> Information given:
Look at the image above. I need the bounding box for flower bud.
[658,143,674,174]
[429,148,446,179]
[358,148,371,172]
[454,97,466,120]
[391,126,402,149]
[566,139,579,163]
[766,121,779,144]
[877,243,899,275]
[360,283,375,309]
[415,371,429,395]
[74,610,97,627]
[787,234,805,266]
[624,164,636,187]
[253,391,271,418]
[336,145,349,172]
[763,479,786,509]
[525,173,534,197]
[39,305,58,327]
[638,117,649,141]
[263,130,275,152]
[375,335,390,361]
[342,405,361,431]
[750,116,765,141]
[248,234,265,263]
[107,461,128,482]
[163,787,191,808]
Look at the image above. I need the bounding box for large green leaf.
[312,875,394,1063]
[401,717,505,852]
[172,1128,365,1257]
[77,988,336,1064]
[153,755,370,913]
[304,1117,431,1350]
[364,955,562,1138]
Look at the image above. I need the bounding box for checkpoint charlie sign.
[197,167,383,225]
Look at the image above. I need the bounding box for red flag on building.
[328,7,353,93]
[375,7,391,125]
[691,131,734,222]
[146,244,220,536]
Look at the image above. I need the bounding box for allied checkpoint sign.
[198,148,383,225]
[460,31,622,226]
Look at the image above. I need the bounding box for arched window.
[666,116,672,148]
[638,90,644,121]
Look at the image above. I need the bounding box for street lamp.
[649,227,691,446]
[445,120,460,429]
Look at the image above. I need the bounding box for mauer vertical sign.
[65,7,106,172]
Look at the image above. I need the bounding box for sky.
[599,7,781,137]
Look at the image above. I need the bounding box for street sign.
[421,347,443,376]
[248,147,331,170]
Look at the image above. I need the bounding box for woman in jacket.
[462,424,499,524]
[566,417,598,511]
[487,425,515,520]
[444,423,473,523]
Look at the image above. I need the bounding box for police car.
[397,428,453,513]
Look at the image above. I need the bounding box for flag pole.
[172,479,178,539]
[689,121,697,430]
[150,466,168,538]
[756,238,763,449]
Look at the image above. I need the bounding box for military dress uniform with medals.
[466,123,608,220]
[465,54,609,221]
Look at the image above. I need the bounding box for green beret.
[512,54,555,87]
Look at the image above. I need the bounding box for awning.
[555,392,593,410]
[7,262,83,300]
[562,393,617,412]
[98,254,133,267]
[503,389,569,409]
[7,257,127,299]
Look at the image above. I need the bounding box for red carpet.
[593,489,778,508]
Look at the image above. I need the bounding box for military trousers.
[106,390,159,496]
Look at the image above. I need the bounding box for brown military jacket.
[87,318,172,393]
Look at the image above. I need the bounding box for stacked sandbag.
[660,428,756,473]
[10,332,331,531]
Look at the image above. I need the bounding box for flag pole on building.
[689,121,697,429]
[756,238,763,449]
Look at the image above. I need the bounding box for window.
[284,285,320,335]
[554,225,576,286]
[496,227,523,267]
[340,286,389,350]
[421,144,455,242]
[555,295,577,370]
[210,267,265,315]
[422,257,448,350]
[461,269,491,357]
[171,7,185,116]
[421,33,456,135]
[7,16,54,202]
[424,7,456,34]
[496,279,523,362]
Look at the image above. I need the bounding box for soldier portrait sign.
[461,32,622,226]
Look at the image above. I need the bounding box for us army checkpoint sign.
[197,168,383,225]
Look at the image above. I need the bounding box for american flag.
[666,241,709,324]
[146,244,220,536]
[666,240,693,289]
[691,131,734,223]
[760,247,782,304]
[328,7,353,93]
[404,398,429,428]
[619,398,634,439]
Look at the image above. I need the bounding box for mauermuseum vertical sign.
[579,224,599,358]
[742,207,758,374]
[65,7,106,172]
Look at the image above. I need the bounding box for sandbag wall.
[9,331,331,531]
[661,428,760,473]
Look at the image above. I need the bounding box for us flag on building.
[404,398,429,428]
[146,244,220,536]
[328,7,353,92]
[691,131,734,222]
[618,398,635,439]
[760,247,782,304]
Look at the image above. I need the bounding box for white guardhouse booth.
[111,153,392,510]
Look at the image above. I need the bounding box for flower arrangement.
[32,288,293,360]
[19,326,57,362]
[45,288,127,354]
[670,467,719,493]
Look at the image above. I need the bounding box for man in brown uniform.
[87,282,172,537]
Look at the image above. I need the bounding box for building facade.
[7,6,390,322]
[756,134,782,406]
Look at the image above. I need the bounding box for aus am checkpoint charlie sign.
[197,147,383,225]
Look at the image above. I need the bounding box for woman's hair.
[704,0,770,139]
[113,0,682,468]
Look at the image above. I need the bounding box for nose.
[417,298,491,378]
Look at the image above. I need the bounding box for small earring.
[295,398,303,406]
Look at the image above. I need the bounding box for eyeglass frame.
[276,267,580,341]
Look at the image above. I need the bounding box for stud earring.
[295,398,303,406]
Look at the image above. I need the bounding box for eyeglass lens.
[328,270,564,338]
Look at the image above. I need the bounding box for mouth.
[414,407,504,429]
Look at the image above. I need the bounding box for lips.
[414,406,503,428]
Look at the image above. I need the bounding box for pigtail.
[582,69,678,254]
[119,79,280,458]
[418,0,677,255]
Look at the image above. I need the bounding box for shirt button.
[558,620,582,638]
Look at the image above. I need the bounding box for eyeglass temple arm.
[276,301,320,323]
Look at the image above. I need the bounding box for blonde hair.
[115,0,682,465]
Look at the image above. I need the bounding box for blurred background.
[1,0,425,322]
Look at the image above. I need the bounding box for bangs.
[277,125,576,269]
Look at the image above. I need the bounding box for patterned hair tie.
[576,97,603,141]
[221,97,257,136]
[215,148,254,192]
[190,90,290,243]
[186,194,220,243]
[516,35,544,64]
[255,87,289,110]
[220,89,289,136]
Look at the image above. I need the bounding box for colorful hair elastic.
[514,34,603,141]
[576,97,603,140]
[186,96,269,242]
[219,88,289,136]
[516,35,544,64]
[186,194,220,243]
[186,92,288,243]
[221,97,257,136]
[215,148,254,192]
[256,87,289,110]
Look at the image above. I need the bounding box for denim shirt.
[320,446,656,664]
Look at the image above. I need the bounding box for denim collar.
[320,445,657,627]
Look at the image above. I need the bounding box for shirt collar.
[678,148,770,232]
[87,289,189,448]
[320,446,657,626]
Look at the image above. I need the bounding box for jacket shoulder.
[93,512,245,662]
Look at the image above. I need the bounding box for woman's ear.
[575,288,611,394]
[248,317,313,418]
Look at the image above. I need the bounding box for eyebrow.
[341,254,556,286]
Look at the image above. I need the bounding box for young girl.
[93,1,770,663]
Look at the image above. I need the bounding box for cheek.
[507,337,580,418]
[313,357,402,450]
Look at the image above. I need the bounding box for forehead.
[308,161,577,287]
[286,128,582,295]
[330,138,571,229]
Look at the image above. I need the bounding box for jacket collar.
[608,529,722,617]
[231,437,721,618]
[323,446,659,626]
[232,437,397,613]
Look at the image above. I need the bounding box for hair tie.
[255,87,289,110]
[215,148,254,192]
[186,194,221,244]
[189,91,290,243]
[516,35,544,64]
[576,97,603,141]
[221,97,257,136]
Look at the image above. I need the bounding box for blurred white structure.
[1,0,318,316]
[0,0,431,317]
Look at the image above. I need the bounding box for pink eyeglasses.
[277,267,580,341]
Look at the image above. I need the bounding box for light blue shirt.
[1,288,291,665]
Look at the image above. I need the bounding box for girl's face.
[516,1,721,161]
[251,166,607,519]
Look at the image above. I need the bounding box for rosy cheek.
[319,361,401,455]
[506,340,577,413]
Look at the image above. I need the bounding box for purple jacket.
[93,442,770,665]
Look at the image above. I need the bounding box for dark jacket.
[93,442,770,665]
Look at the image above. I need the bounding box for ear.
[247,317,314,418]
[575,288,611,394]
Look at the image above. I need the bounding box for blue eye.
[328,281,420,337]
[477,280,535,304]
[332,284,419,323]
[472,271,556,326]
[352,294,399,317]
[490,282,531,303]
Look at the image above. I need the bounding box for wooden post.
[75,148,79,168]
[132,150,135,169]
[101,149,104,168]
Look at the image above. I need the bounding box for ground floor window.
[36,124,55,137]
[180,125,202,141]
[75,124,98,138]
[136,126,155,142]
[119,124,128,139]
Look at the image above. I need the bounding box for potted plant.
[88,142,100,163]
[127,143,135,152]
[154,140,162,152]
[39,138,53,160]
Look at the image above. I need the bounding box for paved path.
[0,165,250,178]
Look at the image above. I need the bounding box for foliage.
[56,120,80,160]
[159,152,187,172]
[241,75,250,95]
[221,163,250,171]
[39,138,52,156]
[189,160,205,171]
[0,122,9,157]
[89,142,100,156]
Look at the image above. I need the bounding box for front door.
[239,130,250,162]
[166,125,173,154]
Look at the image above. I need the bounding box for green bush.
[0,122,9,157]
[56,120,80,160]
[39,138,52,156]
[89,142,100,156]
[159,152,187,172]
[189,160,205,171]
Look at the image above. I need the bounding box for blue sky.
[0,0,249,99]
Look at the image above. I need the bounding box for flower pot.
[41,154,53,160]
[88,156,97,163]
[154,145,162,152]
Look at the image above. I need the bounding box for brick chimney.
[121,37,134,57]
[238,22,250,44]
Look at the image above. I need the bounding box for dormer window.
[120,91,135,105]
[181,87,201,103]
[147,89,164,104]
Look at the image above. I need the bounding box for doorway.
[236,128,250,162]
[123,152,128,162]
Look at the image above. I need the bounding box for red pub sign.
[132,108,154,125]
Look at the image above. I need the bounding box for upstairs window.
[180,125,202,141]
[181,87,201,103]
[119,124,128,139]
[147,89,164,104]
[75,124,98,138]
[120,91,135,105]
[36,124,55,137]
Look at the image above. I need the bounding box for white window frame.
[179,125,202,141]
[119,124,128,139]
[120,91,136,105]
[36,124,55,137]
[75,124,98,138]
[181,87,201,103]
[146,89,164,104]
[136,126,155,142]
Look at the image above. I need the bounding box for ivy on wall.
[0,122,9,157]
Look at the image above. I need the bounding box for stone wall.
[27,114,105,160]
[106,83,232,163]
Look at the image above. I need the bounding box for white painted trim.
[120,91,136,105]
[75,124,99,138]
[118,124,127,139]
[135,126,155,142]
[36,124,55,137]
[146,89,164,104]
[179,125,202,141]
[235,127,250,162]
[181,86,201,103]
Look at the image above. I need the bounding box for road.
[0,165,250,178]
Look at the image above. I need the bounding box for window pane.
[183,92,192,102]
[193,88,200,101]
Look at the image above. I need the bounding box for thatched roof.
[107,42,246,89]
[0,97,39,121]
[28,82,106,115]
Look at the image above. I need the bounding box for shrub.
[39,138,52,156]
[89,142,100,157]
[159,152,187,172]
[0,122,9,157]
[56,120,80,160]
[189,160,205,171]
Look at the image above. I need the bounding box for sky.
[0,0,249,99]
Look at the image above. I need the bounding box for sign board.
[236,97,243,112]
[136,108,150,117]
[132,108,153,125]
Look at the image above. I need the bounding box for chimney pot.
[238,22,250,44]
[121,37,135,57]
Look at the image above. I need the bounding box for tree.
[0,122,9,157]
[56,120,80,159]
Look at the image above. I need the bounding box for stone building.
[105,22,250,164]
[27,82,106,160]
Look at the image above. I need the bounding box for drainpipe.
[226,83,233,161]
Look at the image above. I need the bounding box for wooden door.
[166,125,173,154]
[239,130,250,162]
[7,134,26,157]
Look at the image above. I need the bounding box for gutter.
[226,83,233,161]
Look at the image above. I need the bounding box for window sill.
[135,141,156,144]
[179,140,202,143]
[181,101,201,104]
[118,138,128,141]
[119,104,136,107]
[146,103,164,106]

> Requirement:
Copy exactly, word for word, the line with "for wooden door." through the final line of the listing.

> Answer to the exercise:
Look at the image above. I need the bounding box for wooden door.
[166,125,173,154]
[239,130,250,162]
[7,134,26,157]
Look at the image above. I need the bounding box for gutter.
[226,83,233,161]
Look at the image above. I need the bounding box for window sill.
[135,141,156,144]
[179,140,202,143]
[181,101,201,104]
[118,138,128,141]
[119,104,136,107]
[146,103,164,106]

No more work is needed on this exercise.